*BRIEF:*
Repeat the lines beginning at the one with "Where can you see the circular" and running to the end of the material, keeping the first and last of them, exactly as they appear.

┏━━

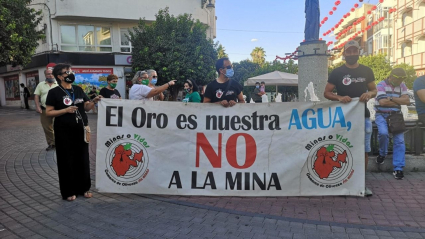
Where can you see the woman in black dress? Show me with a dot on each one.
(68, 104)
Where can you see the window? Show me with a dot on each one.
(85, 38)
(125, 41)
(406, 49)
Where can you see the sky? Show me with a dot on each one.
(275, 25)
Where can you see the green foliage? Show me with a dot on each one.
(378, 63)
(381, 68)
(176, 47)
(18, 34)
(221, 51)
(410, 72)
(258, 56)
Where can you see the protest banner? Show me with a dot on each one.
(275, 149)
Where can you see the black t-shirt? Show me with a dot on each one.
(107, 93)
(61, 98)
(223, 91)
(352, 82)
(92, 94)
(27, 93)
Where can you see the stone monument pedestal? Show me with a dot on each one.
(312, 71)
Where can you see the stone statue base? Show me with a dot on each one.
(312, 71)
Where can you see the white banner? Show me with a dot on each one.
(275, 149)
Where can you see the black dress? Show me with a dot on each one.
(72, 152)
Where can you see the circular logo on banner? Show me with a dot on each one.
(127, 162)
(67, 101)
(346, 81)
(330, 164)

┗━━

*EXERCISE RESULT:*
Where can you see the circular logo on banner? Show me with a dot on each one.
(127, 162)
(67, 101)
(346, 81)
(330, 164)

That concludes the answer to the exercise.